■ GIVEN DATA
# # # # # # #

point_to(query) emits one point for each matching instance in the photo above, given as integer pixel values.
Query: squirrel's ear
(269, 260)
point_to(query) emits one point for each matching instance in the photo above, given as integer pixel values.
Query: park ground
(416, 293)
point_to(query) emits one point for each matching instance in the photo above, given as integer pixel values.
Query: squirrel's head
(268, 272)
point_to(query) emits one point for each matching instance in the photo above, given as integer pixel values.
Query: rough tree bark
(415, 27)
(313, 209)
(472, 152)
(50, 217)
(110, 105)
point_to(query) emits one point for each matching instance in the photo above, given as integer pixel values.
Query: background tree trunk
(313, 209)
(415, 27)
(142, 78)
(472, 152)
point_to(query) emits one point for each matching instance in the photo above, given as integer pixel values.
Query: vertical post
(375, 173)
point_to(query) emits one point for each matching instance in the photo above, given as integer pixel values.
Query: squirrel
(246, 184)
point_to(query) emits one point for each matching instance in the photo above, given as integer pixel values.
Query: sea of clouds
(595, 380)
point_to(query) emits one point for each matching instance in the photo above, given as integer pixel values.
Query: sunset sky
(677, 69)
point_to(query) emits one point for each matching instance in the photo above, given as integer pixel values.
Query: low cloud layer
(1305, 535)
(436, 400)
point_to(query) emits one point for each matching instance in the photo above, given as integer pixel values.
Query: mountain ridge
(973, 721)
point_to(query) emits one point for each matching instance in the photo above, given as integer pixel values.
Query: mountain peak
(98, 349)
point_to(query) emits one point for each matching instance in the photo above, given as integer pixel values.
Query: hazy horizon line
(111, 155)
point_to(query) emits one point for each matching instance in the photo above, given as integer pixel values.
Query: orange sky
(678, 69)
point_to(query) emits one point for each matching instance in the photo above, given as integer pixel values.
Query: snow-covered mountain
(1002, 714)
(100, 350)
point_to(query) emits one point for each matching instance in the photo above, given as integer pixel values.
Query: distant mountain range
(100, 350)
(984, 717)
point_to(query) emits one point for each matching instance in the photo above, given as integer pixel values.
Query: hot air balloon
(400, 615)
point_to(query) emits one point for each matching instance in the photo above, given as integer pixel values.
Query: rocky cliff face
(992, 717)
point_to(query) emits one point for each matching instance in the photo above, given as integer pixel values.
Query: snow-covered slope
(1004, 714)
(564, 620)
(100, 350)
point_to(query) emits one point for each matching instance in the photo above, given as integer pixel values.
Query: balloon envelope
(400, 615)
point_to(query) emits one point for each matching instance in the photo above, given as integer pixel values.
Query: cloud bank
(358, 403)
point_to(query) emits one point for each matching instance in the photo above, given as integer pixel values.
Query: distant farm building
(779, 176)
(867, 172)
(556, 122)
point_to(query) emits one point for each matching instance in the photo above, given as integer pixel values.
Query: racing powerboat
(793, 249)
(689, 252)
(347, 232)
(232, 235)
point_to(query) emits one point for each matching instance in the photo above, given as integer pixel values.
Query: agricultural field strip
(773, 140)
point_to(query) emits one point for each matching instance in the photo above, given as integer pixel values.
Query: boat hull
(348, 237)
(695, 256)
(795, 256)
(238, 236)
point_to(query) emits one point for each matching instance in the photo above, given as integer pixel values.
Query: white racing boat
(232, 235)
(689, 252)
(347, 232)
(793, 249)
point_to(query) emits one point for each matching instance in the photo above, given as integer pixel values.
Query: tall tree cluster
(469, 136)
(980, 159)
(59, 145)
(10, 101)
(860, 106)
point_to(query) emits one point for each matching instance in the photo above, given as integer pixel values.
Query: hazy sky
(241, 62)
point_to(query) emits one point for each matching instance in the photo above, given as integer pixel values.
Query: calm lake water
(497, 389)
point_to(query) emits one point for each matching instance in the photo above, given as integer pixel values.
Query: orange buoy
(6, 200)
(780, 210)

# # # # # # #

■ EXERCISE TASK
Reproduce each record exactly, leaving nothing out.

■ EXERCISE RESPONSE
point_to(query) emits one point for each matching instance in the photo above, given as integer pixel values.
Query: squirrel's ear
(269, 260)
point_to(query) emits one point for each matching instance in the photo above, given as integer pixel values.
Query: park ground
(416, 293)
point_to(query) emits one point for each matching instance in the photo above, given as integer pixel values.
Query: squirrel's head
(268, 272)
point_to(query) emits one point for each matching instance in the photo above, given as integer pixel values.
Query: rough tree bark
(415, 27)
(313, 209)
(472, 152)
(50, 217)
(110, 105)
point_to(query) emits one point for each matching instance in the photo above, given as integer pixel values.
Query: background tree trunk
(313, 209)
(415, 27)
(142, 78)
(472, 152)
point_to(query) emits one point for each matching instance in the photo above, given as integer pixel values.
Query: vertical post
(375, 173)
point_to(query) emits one point for each matching instance in the photo above, given as integer pixel values.
Query: squirrel
(246, 184)
point_to(query) emits one point for each matching instance in the photo above, given as integer pixel values.
Query: sea of clouds
(595, 380)
point_to(query) emits one point for each matching instance in the photo above, given as integer pixel values.
Query: sunset sky
(677, 69)
point_to(query) emits one point for each matching instance in the photo above, given as integer pixel values.
Query: low cloud layer
(1305, 535)
(436, 400)
point_to(query) emits one point for each matching instance in the photo above, given as integer pixel values.
Query: mountain ridge
(973, 721)
point_to(query) emits one point for each matching instance in the photo above, given as integer pixel values.
Query: mountain peak
(98, 349)
point_to(query) emits one point for each matching instance in the photo above, given as integer pixel values.
Query: hazy horizon line
(111, 155)
point_to(query) emits one point for each matching instance in the photo above, given as integer pixel values.
Query: orange sky
(678, 69)
point_to(query) emits one point for each matching instance in the photo above, given as integer pixel values.
Query: snow-covered mountain
(1002, 714)
(100, 350)
point_to(query) emits one point for each matching instance in the photo above, given as integer pixel values.
Query: distant mountain range
(100, 350)
(984, 717)
point_to(query) emits one point for each matching instance in the photo above, given as integer pixel values.
Query: hot air balloon
(400, 615)
point_to(query) emits one point for each matching instance in the photo above, given as integer pixel values.
Query: rocky cliff face
(992, 717)
point_to(query) emits one point for each matching instance in the photo above, given as integer pixel values.
Query: snow-covered slope
(1004, 714)
(564, 620)
(100, 350)
point_to(query) emits one point for each matching instance in the photo above, given as integer pixel values.
Query: balloon envelope
(400, 615)
point_to(query) emits one point for each matching instance in the photo above, given as integer pixel values.
Query: cloud bank
(358, 403)
point_to(query) emits one point for each matching instance in the photo above, given as integer pixel values.
Query: distant farm building
(779, 176)
(867, 172)
(556, 122)
point_to(query) emits one point for each matching instance in the photo above, given as integer pixel values.
Query: racing powerboat
(793, 249)
(689, 252)
(347, 232)
(232, 235)
point_to(query) emits one point for each matching instance in the photo above, given as integer pixel values.
Query: agricultural field strip
(773, 140)
point_to(query) emits one point for each matching instance in the photo above, given as integer pixel values.
Query: boat hull
(348, 237)
(695, 256)
(795, 256)
(238, 236)
point_to(query) emits one point for each matching instance in the photo above, given as integer pixel values.
Query: white racing boat
(232, 235)
(689, 252)
(347, 232)
(793, 249)
point_to(query) emits one point for each matching instance in the photo above, given as integer pixel values.
Query: tall tree cluster
(469, 136)
(980, 159)
(59, 145)
(10, 101)
(860, 106)
point_to(query) emits one point for each matching instance in the photo above, given as integer pixel values.
Query: hazy sky
(241, 62)
point_to(query) emits one point for each matching instance in the photo above, given as integer pixel values.
Query: calm lake water
(497, 389)
point_to(query) emits one point for each matching instance in the photo above, given as integer pixel values.
Query: orange buoy
(6, 200)
(780, 210)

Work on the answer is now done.